START ENTRIES PROVIDED

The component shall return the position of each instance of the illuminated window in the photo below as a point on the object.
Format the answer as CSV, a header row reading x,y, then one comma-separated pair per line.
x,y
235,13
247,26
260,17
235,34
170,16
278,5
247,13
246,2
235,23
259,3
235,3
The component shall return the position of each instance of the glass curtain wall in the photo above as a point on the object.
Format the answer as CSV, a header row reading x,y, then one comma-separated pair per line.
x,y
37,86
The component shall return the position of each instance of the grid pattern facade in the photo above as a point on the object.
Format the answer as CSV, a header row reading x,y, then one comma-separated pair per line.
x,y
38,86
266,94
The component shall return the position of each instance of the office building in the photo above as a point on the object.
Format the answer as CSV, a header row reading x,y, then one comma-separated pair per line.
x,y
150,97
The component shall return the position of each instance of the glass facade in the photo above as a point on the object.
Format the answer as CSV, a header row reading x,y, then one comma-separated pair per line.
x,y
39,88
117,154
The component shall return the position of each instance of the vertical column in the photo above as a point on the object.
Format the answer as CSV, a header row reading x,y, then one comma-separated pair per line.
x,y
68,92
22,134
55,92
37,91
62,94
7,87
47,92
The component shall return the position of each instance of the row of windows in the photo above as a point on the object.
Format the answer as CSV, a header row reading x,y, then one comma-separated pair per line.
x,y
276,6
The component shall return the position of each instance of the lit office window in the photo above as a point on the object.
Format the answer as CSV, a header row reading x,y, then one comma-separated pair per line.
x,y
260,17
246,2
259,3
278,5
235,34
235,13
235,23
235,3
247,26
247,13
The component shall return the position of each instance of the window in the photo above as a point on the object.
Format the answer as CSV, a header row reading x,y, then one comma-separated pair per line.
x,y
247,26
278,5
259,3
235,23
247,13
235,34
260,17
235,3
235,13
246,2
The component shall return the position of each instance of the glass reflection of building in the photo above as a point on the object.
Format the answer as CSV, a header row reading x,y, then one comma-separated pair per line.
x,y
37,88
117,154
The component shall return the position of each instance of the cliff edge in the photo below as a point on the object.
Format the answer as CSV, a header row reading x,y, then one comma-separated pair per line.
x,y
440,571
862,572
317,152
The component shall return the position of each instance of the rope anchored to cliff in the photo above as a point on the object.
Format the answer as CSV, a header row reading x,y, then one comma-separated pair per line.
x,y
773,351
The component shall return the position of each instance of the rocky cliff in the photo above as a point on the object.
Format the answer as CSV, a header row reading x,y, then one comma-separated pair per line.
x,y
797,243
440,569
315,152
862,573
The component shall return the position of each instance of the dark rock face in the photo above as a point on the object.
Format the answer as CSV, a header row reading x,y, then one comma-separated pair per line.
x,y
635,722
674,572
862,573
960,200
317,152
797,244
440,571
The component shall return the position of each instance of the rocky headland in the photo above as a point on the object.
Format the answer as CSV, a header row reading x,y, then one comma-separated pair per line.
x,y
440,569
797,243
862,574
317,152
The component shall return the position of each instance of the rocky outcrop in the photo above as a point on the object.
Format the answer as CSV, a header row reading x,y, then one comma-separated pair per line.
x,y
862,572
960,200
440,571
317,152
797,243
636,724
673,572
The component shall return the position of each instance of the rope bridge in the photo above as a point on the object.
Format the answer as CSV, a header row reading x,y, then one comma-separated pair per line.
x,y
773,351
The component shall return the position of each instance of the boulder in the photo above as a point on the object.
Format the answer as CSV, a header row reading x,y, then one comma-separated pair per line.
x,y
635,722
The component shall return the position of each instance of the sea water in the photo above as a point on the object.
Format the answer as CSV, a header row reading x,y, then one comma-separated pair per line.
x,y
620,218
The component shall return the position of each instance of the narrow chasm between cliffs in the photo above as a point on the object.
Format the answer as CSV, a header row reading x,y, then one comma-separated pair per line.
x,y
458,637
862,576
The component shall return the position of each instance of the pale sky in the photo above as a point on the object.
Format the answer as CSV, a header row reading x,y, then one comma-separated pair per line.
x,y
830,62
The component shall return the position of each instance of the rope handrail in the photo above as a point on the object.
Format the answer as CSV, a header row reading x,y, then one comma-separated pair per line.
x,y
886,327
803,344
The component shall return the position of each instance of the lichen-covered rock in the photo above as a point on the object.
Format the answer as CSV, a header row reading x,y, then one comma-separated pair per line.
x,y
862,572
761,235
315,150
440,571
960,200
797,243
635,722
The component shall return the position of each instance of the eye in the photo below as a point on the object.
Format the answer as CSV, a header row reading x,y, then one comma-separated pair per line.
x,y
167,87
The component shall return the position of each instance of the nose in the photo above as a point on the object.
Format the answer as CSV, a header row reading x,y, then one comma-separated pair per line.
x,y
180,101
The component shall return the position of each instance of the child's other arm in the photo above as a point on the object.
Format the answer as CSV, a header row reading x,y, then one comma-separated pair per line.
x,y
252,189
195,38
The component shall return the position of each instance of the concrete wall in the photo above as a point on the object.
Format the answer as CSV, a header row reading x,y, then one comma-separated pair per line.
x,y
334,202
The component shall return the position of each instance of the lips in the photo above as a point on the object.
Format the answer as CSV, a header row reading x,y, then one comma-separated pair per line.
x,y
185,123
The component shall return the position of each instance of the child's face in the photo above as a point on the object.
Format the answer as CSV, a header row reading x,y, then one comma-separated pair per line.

END ENTRIES PROVIDED

▶ [YOUR OBJECTIVE] Starting from the line containing "the child's other" and ending with the final line of the data, reproduce each line exactly as it appears, including no other lines.

▶ [ANSWER TO THE PROBLEM]
The component shall return the position of each instance of the child's other arm in the photo above as a point on the object.
Format the answer as CSV, a header row reading x,y, then one comma-separated pair per line.
x,y
252,189
195,38
The component shall return the position of each instance of the concrete wall in the photo above as a point on the object.
Format the answer as CSV, a header row reading x,y, then one comma-separated pair per line.
x,y
334,202
The component shall return the position of each instance of the lips in the photo above as a point on the object.
Format the answer as CSV, a header row reading x,y, then one comma-separated pair per line.
x,y
185,123
The component shall return the position of each instance of the child's face in the photo above as a point on the object.
Format the answer as CSV, a header row reading x,y, then one comma-separated pair per line.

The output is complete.